**WORKING DATA:**
★ ★ ★
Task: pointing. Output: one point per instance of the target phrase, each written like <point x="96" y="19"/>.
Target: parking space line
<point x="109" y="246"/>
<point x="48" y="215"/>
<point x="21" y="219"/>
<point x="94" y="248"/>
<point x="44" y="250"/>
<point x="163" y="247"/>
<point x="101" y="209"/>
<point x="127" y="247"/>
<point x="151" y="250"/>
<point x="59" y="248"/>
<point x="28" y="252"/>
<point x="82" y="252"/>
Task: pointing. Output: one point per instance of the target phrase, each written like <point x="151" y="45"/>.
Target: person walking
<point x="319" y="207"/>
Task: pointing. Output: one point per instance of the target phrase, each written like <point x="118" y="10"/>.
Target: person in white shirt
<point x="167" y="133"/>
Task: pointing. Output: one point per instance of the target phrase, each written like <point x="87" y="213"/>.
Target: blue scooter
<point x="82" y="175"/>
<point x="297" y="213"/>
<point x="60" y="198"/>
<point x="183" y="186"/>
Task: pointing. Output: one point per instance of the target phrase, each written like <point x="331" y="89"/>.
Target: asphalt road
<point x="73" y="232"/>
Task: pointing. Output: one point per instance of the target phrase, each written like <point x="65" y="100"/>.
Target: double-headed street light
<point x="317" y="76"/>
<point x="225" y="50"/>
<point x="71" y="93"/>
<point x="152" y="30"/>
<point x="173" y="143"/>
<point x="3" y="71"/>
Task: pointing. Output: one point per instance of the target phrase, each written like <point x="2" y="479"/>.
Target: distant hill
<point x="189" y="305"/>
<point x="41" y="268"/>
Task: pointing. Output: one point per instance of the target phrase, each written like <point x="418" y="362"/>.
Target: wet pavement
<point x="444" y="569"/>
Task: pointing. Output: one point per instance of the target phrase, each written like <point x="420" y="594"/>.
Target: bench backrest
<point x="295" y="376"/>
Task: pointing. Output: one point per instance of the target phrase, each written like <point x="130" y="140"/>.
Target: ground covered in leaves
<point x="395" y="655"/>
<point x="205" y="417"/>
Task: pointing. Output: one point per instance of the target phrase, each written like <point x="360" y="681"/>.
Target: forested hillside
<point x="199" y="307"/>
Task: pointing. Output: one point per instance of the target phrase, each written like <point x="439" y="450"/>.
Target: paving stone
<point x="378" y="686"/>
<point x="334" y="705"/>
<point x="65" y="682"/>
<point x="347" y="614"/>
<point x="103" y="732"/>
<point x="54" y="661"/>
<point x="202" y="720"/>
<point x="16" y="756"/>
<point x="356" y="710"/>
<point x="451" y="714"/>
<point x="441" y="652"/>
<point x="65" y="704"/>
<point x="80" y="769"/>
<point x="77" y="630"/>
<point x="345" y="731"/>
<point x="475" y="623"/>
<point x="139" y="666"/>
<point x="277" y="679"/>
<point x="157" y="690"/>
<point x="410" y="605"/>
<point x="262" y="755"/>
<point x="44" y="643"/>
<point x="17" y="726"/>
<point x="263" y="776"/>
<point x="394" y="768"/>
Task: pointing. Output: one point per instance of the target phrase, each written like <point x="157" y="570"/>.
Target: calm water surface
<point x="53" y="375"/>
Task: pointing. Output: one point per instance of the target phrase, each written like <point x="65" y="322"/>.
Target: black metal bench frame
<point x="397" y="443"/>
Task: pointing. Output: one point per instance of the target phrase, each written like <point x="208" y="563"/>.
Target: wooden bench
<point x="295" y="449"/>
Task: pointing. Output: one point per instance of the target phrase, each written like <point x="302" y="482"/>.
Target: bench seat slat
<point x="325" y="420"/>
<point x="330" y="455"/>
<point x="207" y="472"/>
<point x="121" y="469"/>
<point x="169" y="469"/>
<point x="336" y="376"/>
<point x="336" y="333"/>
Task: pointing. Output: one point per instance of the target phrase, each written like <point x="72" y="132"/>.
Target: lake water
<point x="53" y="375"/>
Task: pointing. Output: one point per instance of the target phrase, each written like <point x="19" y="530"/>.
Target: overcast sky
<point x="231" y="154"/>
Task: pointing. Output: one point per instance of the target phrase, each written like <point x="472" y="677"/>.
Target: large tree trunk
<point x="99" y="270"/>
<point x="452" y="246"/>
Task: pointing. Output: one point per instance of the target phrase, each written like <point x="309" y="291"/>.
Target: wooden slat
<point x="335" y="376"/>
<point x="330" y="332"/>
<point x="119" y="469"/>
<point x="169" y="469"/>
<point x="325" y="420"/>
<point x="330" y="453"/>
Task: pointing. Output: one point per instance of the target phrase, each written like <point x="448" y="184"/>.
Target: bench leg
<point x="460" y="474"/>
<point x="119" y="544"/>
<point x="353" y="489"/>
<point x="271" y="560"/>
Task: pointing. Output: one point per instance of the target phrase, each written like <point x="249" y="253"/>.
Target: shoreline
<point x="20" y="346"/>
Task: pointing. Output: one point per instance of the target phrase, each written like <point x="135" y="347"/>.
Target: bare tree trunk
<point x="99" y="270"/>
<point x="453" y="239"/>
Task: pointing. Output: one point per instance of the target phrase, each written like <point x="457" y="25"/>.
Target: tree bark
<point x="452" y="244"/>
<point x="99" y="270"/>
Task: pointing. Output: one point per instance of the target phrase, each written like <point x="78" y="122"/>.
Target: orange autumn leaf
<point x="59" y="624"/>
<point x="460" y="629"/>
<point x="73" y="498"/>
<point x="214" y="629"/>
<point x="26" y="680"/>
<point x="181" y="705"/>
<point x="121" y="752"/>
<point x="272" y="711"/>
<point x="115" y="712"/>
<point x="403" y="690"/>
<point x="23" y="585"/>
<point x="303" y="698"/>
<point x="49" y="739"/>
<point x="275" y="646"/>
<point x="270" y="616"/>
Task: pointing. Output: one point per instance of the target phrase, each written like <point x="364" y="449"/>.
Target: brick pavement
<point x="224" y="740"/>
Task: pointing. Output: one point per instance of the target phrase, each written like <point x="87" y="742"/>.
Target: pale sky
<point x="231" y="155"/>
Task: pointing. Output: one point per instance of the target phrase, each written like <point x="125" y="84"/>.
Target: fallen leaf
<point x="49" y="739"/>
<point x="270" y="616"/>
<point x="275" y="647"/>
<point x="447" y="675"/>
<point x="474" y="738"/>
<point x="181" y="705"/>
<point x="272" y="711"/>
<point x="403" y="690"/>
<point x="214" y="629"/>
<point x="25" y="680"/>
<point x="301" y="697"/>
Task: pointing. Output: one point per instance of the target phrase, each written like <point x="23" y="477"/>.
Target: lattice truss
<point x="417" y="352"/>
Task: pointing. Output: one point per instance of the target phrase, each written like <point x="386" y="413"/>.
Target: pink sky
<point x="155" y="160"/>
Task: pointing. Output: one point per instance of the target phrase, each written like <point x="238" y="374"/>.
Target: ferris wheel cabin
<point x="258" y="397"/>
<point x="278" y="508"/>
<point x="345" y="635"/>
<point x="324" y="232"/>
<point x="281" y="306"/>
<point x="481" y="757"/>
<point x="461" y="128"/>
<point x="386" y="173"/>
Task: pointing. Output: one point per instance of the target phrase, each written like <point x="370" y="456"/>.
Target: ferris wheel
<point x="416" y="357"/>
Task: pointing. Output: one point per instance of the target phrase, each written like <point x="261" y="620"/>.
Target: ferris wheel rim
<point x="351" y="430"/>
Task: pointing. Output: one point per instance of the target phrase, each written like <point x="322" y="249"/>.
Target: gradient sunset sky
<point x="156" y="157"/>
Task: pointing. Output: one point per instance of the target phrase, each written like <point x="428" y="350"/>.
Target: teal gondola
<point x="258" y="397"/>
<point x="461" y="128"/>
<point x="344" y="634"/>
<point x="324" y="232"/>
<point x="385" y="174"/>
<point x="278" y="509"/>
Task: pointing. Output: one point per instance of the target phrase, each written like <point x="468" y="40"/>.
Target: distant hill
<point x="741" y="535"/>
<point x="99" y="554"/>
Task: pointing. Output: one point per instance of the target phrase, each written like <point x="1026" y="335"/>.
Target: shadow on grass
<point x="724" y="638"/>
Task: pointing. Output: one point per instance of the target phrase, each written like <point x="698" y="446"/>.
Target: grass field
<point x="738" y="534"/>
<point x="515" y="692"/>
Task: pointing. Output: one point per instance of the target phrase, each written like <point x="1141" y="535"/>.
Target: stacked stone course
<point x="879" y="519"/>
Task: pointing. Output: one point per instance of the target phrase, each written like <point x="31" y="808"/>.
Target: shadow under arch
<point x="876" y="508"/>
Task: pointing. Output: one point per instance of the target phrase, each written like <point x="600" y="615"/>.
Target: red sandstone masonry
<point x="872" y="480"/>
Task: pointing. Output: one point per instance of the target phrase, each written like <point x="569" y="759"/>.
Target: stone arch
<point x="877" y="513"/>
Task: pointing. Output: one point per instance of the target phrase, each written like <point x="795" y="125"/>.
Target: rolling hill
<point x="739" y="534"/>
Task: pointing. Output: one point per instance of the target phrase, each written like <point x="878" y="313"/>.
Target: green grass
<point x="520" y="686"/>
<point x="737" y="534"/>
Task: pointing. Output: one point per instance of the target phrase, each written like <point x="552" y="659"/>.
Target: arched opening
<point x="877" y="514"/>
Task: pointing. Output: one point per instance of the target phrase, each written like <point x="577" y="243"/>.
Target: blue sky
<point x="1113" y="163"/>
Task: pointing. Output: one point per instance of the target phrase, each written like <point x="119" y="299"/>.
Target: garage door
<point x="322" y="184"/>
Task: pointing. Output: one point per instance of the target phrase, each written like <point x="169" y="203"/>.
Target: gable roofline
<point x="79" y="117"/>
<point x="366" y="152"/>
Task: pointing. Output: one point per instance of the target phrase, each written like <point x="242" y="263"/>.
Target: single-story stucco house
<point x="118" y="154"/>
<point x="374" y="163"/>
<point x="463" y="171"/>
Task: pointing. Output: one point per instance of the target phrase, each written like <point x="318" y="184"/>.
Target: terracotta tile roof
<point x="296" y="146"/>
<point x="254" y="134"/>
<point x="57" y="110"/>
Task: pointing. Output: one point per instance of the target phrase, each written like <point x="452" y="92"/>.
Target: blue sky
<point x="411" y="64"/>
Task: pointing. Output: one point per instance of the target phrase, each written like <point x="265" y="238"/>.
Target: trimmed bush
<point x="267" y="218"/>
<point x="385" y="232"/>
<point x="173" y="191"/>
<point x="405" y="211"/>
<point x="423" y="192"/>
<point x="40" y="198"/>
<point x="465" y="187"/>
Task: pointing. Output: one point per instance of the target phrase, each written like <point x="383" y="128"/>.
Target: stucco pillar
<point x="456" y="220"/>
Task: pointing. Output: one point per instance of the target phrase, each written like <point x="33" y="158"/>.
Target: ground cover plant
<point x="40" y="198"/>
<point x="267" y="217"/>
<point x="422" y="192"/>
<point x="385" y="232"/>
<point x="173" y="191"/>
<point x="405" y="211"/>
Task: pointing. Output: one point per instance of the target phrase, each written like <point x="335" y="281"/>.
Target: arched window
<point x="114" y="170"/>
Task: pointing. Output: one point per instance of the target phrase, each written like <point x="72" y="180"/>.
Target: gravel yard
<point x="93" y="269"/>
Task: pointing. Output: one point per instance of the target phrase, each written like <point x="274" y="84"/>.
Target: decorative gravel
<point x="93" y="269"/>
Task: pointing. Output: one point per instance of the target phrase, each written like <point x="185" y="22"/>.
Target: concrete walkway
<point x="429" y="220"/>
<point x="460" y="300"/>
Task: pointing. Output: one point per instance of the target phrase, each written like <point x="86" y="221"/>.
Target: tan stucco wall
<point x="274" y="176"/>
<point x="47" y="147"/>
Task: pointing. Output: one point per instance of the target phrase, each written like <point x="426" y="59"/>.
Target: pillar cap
★ ★ ★
Which lines of the records contain the word "wheel"? Pull out each of them, treating uppercase and lowercase as different.

Target: ferris wheel cabin
Target: ferris wheel
Target: ferris wheel rim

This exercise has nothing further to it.